Exercise task: Update the records from their beginning through the line containing "Please outline every" by changing "chair backrest" to "seat cushion", and give those lines back with everything else unchanged. Leave the pictures out of your answer.

Information shown:
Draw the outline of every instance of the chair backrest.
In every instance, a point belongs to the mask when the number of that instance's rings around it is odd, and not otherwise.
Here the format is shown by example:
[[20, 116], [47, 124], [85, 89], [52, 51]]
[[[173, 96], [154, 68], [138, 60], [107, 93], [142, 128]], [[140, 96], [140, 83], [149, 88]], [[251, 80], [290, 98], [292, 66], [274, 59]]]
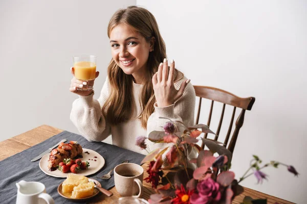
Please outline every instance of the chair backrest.
[[[215, 133], [216, 135], [214, 138], [214, 140], [217, 140], [220, 131], [221, 131], [221, 128], [222, 126], [222, 123], [223, 122], [223, 119], [224, 115], [224, 111], [225, 110], [225, 105], [226, 104], [233, 106], [233, 111], [232, 112], [232, 116], [230, 120], [230, 124], [228, 128], [228, 131], [226, 135], [225, 140], [224, 141], [224, 146], [226, 147], [230, 133], [231, 132], [231, 129], [232, 128], [232, 124], [233, 123], [233, 120], [234, 119], [234, 115], [235, 114], [235, 111], [236, 108], [239, 108], [242, 109], [241, 113], [238, 117], [236, 123], [235, 123], [235, 129], [232, 134], [231, 140], [227, 148], [232, 153], [234, 149], [234, 146], [235, 143], [238, 137], [238, 134], [239, 131], [242, 125], [243, 125], [243, 122], [244, 121], [244, 115], [245, 114], [246, 110], [250, 111], [252, 109], [253, 105], [255, 102], [255, 98], [253, 97], [249, 97], [248, 98], [240, 98], [238, 97], [232, 93], [225, 91], [222, 89], [219, 89], [216, 88], [210, 87], [207, 86], [193, 86], [194, 89], [196, 96], [200, 97], [200, 103], [199, 105], [198, 112], [197, 114], [197, 117], [196, 119], [196, 124], [198, 124], [199, 120], [200, 119], [200, 113], [201, 111], [201, 106], [202, 104], [202, 98], [207, 98], [211, 100], [211, 108], [210, 110], [210, 113], [209, 114], [209, 117], [208, 119], [208, 122], [207, 125], [210, 126], [210, 123], [211, 122], [211, 116], [212, 114], [212, 110], [213, 109], [213, 104], [214, 101], [218, 101], [222, 103], [223, 104], [223, 110], [222, 111], [222, 114], [220, 119], [220, 122], [217, 127], [217, 130]], [[205, 135], [205, 138], [206, 138], [207, 134]], [[204, 148], [204, 144], [203, 143], [202, 145], [203, 148]]]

Response:
Draw the outline of every instance of the seat cushion.
In every instance, a point belongs to the mask when the number of that instance's rings around it is odd, and not otherwise.
Here the format is shown by example:
[[20, 116], [47, 124], [85, 89], [52, 51]]
[[[173, 96], [154, 68], [138, 60], [107, 93], [142, 128]], [[140, 96], [140, 83], [149, 88]], [[251, 80], [290, 98], [292, 66], [274, 59]]]
Please outline every instance of the seat cushion.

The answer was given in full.